* [Problem to work on] Copy the listing below word for word, keeping every line except the picture, which should be left out.

***** Records for processing

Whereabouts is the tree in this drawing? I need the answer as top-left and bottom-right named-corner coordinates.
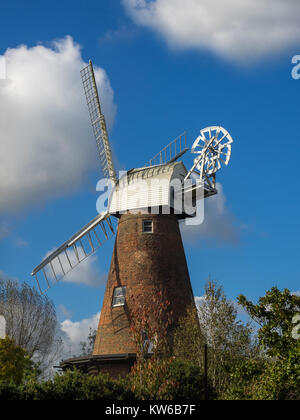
top-left (0, 278), bottom-right (60, 378)
top-left (197, 280), bottom-right (257, 393)
top-left (238, 287), bottom-right (300, 359)
top-left (0, 337), bottom-right (33, 385)
top-left (173, 306), bottom-right (205, 369)
top-left (237, 287), bottom-right (300, 400)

**********

* [Solution below]
Whereabouts is the tree in this drawing? I need the answer as top-left and bottom-right named-corner coordinates.
top-left (0, 278), bottom-right (60, 378)
top-left (197, 280), bottom-right (257, 393)
top-left (238, 287), bottom-right (300, 359)
top-left (0, 337), bottom-right (33, 385)
top-left (173, 306), bottom-right (205, 369)
top-left (237, 287), bottom-right (300, 400)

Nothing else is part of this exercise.